Along with P&W's internal work on the hybrid metallic blade, which Adams describes as a "metallic structure associated with a composite structure", the company also investigated with its sister company Hamilton Sundstrand a resin transfer molding (RTM) composite design, similar to what GE uses on the GE90 series engines for widebody aircraft and for its new Leap-X1C narrowbody engine, selected by Comac for the C919.

However, Adams says engineers have ruled out the RTM option in part because the hybrid metallic design is "more efficient" due to its thinner leading edges and other features, including better foreign object debris (FOD) resistance.

To date, Adams says P&W has completed 95% of the development work required to make the blade decision, with the fall-back position being traditional titanium fan blades.

If the company goes forward with a hybrid metallic design, Adams says the blade could be used on other engines as well.

Elsewhere on the GTF, P&W is planning to use titanium blisks for the "front half" of the high pressure compressor of the engine, and nickel construction for the back half.

Adams says the turbine blades will also be made of conventional materials, allowing maintenance shops to service the engines with existing processes and materials.

Selected for three platforms to date, the PW1000G engines are designed to deliver fuel burn savings on the order of 16% compared to the CFM56-5B and 20% lower maintenance costs for the life of the engine.

Instructions for the task —
Answer these from the text on Pratt & Whitney's engine blade work:
1. How much of the development work needed for the blade decision has P&W finished?
2. What material is planned for the back half of the GTF's high pressure compressor?
3. Compared to the CFM56-5B, what fuel burn savings are the PW1000G engines designed to deliver?

Data rows —
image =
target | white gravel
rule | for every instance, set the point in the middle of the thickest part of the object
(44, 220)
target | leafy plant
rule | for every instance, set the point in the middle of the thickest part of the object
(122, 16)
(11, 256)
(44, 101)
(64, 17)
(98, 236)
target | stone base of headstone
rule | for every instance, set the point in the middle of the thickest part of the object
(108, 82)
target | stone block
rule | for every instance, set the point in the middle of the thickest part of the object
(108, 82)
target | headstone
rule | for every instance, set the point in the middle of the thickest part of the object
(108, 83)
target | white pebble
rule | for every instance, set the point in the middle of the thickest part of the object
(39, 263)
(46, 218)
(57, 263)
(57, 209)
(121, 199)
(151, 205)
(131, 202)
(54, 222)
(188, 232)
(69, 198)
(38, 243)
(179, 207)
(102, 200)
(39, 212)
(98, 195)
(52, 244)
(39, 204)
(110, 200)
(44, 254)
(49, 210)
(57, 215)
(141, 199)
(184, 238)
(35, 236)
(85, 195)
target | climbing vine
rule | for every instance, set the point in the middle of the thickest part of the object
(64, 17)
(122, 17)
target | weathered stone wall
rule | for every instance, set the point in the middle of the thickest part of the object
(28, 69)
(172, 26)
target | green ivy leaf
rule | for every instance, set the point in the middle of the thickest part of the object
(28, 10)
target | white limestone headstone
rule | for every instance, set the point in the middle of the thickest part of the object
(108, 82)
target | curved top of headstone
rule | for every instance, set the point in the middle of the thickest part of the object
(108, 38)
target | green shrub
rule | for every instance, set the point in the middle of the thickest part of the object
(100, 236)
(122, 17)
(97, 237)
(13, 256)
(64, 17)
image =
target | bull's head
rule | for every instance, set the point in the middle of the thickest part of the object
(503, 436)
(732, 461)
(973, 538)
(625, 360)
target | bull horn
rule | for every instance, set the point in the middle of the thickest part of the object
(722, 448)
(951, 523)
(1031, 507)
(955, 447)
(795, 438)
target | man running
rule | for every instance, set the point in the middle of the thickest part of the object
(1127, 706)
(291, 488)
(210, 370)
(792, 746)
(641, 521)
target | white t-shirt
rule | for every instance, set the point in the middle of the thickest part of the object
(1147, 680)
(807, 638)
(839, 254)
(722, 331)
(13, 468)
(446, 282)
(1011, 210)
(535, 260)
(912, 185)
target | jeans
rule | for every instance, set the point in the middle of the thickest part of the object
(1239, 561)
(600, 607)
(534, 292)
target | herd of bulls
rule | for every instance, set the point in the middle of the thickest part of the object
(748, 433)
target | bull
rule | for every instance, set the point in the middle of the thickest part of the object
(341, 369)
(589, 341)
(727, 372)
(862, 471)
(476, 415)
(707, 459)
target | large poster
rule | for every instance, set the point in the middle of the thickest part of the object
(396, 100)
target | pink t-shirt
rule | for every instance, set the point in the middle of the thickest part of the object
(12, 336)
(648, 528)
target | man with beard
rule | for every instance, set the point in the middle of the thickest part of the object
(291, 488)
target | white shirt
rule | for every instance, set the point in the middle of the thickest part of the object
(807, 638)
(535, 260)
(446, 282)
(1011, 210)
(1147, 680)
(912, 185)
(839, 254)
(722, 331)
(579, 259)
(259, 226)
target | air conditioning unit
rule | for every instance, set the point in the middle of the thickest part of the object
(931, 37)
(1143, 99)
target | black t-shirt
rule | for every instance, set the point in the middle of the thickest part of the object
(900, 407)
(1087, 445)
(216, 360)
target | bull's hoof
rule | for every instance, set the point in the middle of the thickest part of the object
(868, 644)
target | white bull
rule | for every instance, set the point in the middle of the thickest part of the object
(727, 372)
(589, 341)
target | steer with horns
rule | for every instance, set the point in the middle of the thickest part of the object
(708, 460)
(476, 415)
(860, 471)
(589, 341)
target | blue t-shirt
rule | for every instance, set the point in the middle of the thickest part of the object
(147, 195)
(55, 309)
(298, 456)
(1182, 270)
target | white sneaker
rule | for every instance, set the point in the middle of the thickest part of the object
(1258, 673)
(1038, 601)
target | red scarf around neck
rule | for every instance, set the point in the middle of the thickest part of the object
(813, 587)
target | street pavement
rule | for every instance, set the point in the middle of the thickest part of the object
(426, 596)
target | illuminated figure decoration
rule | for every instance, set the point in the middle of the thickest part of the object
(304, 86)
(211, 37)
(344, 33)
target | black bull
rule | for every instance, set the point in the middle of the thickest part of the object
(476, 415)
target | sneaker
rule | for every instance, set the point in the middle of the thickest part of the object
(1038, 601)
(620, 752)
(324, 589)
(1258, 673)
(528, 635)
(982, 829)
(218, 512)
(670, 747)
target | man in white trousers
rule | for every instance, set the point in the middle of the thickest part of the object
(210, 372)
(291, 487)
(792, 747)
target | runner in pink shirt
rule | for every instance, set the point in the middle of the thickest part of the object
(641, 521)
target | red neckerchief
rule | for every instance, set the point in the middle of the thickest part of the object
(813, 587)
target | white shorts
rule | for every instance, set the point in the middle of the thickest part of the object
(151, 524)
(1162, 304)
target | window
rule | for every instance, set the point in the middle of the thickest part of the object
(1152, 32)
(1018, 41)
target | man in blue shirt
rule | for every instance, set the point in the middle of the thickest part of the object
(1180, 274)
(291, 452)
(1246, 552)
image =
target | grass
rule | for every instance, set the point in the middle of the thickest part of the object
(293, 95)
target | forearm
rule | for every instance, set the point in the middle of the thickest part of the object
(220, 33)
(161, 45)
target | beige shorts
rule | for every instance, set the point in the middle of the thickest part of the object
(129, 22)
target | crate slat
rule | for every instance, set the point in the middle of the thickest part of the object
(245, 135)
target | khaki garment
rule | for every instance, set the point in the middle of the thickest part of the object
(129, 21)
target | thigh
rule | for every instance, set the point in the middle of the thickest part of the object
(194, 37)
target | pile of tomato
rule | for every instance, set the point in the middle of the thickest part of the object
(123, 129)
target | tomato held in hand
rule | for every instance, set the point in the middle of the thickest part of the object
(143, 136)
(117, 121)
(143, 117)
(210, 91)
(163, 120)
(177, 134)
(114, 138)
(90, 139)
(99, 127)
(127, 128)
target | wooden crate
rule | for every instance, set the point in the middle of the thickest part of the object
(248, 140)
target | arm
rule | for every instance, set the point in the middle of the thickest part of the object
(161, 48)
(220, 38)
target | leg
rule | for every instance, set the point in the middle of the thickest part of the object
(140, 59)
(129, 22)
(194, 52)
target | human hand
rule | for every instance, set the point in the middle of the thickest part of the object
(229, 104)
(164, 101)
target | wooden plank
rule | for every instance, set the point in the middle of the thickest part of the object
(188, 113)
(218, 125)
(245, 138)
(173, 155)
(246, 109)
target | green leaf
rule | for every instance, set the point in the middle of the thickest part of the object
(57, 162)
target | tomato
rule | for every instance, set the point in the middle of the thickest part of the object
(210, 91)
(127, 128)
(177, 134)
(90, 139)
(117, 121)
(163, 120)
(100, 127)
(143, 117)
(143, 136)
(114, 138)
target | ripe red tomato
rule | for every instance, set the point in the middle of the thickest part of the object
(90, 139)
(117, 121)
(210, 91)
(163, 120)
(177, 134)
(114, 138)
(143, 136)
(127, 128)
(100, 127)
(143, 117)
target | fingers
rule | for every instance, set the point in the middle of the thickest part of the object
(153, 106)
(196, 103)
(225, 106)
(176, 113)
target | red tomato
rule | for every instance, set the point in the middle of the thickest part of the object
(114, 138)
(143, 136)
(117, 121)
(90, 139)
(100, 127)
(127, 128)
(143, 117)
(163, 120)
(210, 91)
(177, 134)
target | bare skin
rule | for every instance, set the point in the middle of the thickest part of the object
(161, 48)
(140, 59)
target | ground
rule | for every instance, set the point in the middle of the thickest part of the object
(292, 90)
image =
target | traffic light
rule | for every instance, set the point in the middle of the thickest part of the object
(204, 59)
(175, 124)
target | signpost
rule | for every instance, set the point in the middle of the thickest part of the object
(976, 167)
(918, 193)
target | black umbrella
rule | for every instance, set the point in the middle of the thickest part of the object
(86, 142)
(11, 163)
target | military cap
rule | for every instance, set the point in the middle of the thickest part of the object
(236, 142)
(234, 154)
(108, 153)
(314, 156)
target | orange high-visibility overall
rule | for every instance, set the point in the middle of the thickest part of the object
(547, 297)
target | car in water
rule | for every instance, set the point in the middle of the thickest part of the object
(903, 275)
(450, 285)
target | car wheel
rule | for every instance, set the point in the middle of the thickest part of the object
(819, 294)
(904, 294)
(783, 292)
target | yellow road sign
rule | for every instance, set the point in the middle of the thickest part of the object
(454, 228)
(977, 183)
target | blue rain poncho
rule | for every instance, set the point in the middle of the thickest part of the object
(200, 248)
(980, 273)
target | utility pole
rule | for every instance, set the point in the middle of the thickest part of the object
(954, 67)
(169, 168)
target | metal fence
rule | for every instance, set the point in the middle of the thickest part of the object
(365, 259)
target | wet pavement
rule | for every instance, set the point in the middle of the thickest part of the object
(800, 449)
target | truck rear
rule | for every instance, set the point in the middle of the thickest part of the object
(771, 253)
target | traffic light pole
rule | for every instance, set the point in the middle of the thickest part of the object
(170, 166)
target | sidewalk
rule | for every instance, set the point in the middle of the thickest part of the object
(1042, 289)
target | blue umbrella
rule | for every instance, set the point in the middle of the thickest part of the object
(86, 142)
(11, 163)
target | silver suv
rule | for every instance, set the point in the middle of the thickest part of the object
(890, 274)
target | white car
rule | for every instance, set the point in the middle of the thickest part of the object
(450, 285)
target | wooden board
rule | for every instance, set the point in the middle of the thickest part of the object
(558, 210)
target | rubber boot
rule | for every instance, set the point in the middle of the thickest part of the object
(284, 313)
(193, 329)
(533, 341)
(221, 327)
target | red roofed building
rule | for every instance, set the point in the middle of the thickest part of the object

Answer to the problem —
1. 95%
2. Nickel
3. On the order of 16%